(SOURCE INFORMATION begins)

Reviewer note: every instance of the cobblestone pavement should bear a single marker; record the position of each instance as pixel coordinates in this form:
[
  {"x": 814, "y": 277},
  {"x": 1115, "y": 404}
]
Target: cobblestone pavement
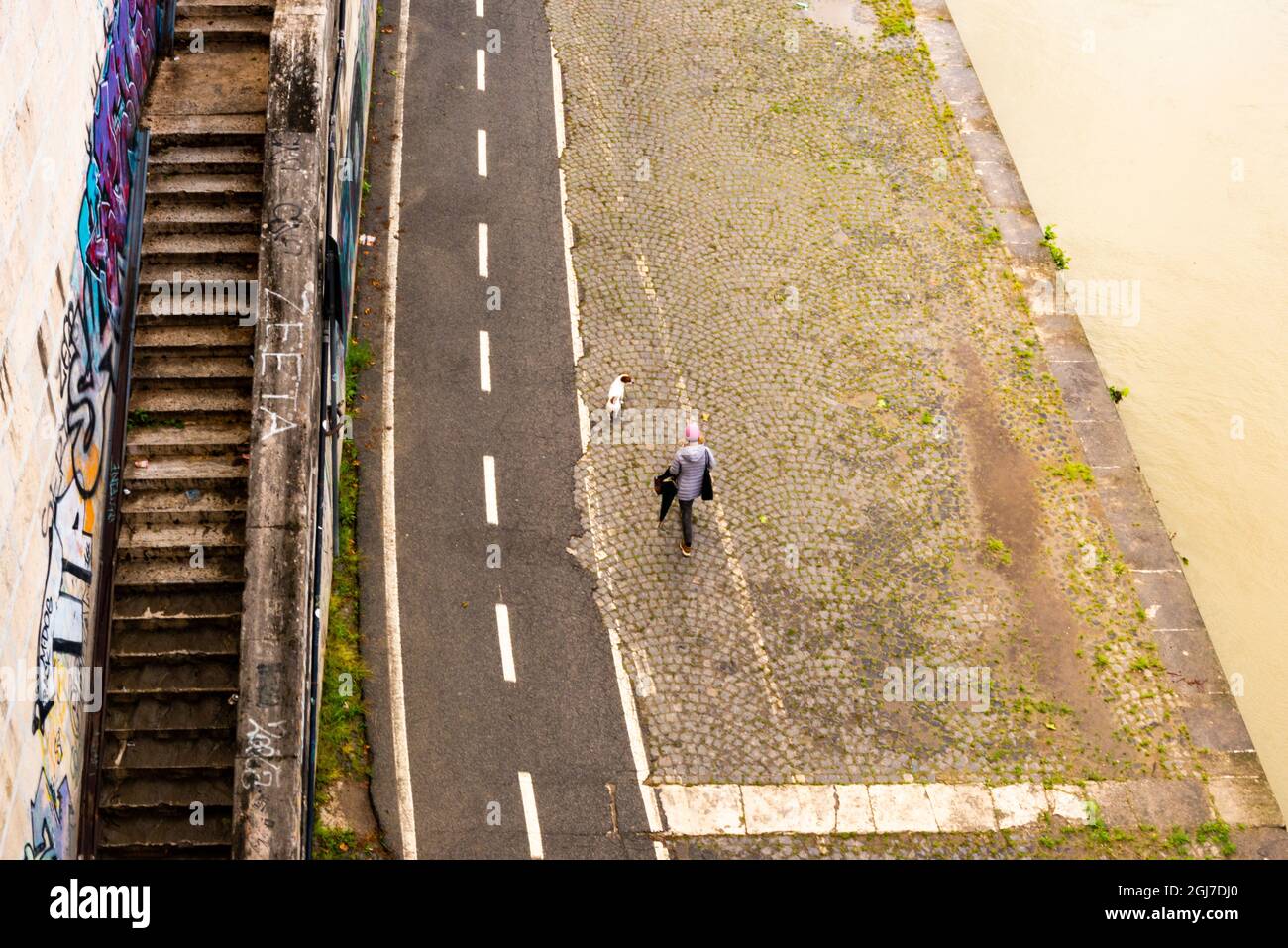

(SOURCE INFORMATION ends)

ABOUT THIS TASK
Restate the records above exactly, less any pictures.

PROBLEM SOLUTION
Reviewer note: every instance of the cobblestone pavement should bear a single marker; record the position of each instance as pixel coordinates in this form:
[
  {"x": 814, "y": 277},
  {"x": 1115, "y": 404}
]
Target: cobblestone pavement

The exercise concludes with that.